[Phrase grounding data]
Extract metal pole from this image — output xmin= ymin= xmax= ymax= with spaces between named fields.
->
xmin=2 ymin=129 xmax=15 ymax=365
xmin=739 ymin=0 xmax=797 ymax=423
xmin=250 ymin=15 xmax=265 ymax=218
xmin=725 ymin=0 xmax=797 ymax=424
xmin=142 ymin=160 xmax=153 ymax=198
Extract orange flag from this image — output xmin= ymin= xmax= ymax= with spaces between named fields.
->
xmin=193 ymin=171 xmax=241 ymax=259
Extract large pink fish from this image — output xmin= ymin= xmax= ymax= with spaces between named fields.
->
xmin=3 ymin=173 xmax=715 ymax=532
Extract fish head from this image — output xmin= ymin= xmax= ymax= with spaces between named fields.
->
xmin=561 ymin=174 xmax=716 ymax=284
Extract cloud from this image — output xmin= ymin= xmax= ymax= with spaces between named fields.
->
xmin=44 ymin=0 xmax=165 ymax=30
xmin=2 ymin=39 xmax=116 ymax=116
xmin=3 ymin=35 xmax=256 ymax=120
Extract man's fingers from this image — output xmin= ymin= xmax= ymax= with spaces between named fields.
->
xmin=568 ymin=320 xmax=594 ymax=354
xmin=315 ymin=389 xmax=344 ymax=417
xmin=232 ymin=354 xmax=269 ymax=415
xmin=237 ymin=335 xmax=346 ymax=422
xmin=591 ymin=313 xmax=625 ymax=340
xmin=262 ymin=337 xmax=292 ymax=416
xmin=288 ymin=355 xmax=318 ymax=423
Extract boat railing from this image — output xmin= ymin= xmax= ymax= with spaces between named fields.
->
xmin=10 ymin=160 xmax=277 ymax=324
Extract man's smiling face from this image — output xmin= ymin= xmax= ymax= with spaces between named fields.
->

Instructions for the task: Gather all lines from the records above in which "named" appears.

Answer:
Extract metal pole from this image — output xmin= ymin= xmax= ymax= with spaces between named fields.
Extract orange flag from this image — output xmin= ymin= xmax= ymax= with spaces between named fields.
Extract large pink fish from this image — output xmin= ymin= xmax= ymax= with spaces between named fields.
Extract fish head from this image — output xmin= ymin= xmax= ymax= with spaces between named fields.
Extract cloud from this image — output xmin= ymin= xmax= ymax= with spaces between named fields.
Extract man's fingers from this image — output xmin= ymin= xmax= ymax= with spaces between named fields.
Extract boat railing from this image — output xmin= ymin= xmax= ymax= with spaces between named fields.
Extract man's smiling face from this image — output xmin= ymin= xmax= ymax= with spaces between named fields.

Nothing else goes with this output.